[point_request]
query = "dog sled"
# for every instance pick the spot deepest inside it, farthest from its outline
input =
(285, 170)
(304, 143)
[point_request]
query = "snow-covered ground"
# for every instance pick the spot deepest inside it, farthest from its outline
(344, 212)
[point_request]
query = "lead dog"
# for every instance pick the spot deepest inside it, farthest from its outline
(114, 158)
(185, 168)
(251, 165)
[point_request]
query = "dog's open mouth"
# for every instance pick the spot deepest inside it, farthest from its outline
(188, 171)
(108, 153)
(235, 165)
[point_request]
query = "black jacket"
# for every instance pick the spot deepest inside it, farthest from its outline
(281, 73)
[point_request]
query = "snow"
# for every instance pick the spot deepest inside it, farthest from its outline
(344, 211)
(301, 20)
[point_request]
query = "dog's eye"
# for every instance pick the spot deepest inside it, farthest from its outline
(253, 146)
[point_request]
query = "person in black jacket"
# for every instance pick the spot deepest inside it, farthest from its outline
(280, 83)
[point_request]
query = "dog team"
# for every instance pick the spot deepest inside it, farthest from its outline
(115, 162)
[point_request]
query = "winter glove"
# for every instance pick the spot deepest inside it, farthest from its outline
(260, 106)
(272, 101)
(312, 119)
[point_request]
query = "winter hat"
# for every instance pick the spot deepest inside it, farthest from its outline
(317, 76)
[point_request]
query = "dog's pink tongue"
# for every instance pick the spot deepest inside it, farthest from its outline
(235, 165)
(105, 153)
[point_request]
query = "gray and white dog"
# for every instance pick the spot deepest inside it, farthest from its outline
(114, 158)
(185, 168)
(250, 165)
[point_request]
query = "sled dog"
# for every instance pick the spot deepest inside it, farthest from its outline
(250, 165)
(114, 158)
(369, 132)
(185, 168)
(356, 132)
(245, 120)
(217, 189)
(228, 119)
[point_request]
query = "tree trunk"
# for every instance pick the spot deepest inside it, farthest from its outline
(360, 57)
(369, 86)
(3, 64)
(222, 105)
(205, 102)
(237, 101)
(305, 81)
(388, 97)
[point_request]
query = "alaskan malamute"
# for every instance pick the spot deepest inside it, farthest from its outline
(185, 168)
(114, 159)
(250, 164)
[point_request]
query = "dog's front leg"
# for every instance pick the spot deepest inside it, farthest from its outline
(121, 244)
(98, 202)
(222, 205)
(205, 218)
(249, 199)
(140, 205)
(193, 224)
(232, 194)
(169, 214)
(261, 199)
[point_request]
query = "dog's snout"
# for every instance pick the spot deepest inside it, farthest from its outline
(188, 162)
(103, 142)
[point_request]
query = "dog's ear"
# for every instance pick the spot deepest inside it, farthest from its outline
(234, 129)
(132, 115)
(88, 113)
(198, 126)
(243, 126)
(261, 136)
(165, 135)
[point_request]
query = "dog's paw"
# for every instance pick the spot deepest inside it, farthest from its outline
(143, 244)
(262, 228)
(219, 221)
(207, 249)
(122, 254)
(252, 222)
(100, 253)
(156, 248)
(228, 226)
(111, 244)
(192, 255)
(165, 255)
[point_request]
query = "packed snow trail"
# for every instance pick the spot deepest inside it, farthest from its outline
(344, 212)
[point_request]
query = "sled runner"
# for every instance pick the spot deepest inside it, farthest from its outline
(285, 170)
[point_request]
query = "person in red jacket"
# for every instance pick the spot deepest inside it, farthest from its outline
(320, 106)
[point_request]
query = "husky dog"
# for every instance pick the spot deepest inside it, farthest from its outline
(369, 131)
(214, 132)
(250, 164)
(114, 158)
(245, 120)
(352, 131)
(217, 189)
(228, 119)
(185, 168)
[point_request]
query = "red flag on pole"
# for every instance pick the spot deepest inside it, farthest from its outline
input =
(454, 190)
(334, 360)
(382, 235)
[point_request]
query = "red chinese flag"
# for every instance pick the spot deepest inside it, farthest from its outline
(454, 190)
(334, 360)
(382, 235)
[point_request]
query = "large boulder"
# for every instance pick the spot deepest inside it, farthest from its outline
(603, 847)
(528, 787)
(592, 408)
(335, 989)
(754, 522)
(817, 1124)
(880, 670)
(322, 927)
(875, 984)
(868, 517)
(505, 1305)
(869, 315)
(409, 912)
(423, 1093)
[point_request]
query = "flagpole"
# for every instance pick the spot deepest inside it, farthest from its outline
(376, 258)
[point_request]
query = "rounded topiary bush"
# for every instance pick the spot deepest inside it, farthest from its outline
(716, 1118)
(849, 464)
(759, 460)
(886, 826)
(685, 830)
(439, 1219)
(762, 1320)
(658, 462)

_GIVEN INSTRUCTION_. Copy the material above back out, exactly as written.

_FULL SOLUTION_.
[point_request]
query = "dog sled"
# for every instance pick the spot deepest inside it, farthest from its outline
input =
(285, 170)
(304, 143)
[point_request]
query = "snow-covered ground"
# for every instance pick the spot deepest inside it, farthest from its outline
(344, 212)
[point_request]
query = "lead dog"
# for every instance pick the spot deepest inside it, farthest from its outline
(114, 158)
(185, 168)
(251, 165)
[point_request]
query = "dog's open mouth"
# for every instance pick the spot deepest inside it, farthest from its outline
(188, 171)
(108, 153)
(235, 165)
[point_request]
query = "black jacket"
# for every instance pick the spot deepest inside it, farthest from its outline
(281, 73)
[point_request]
query = "snow"
# for every instance pick the spot deepest inside it, farthest from its outline
(344, 211)
(301, 20)
[point_request]
query = "dog's eye"
# for every instance pick the spot deepest inside it, farthest from its outline
(253, 146)
[point_request]
query = "person in black jacket"
# for every instance pick the spot deepest inside it, farthest from its outline
(280, 83)
[point_request]
query = "dog team"
# for every instance pick the spot deepest inside it, farthest from its outline
(115, 162)
[point_request]
query = "winter glove"
# for every instance pick the spot deepest inside it, farthest from its outline
(260, 106)
(272, 101)
(312, 119)
[point_request]
query = "winter hat"
# for every instance pick the spot deepest inside it, farthest from its outline
(317, 76)
[point_request]
query = "dog's pink tongue"
# for every instance pick the spot deepest inside it, farthest from its outline
(235, 165)
(105, 153)
[point_request]
query = "gray and white dog"
# for every instance pick the spot deepest inside it, farthest from its outline
(114, 158)
(185, 168)
(250, 165)
[point_request]
query = "sled dog"
# for every instance pick the spot deepest inside it, farthest from its outline
(250, 165)
(114, 158)
(369, 132)
(185, 168)
(356, 132)
(245, 120)
(217, 189)
(228, 119)
[point_request]
query = "tree trunk"
# for every instance pick the spot deepest inside it, farthest from its outline
(360, 57)
(369, 86)
(3, 64)
(222, 105)
(205, 102)
(237, 101)
(305, 81)
(388, 97)
[point_request]
query = "alaskan malamute"
# for every instance pick the spot deepest inside it, farthest from its outline
(185, 168)
(114, 159)
(250, 164)
[point_request]
query = "dog's front leg"
# for every instance pick the spot deepest inside it, farthest from its outline
(121, 244)
(98, 202)
(222, 205)
(205, 218)
(249, 199)
(140, 205)
(193, 224)
(232, 194)
(169, 214)
(261, 199)
[point_request]
query = "dog's snout"
# for every instance pick the spot deepest inside it, farthest from its outline
(188, 162)
(103, 142)
[point_request]
query = "dog's ear"
# for every instance pick the spot deepest inside it, farthest from its outline
(234, 129)
(132, 115)
(88, 113)
(198, 126)
(243, 126)
(261, 136)
(165, 135)
[point_request]
query = "dog's paw"
# for every instance pick the spot deepest inside it, farthest from its outline
(143, 244)
(262, 228)
(219, 221)
(207, 249)
(122, 254)
(252, 222)
(100, 253)
(156, 248)
(228, 226)
(111, 244)
(192, 255)
(165, 255)
[point_request]
query = "packed snow trail"
# for every instance pick the spot deepest inside it, farthest from its outline
(344, 212)
[point_request]
query = "sled runner"
# for every instance pick the spot deepest inside it, farthest from its outline
(285, 170)
[point_request]
query = "person in red jacket"
# for every instance pick the spot deepest inside it, farthest from its outline
(320, 106)
[point_request]
query = "husky dog"
# for every instance pick the spot deepest inside it, farthest from its outline
(369, 131)
(214, 132)
(250, 164)
(114, 158)
(245, 120)
(352, 131)
(217, 189)
(228, 119)
(185, 168)
[point_request]
query = "red flag on pole"
# for every instance pick the spot deepest inside it, farthest from its outline
input =
(454, 190)
(334, 360)
(382, 235)
[point_request]
query = "red chinese flag"
# for every instance pick the spot deepest inside it, farthest from its outline
(454, 190)
(334, 360)
(382, 235)
[point_request]
query = "large boulder"
# for every instance pick the spot deepest inside it, farthest from its outline
(603, 847)
(528, 787)
(592, 408)
(335, 989)
(754, 522)
(817, 1124)
(880, 670)
(322, 927)
(875, 984)
(868, 517)
(505, 1305)
(869, 315)
(409, 912)
(423, 1093)
[point_request]
query = "flagpole"
# for every instance pick the spot deepest inside it, farthest from its outline
(376, 258)
[point_request]
query = "rounded topiary bush"
# for every instance pick the spot deepest inside it, farthest from its outline
(716, 1118)
(849, 464)
(759, 460)
(886, 826)
(685, 830)
(439, 1219)
(762, 1320)
(658, 462)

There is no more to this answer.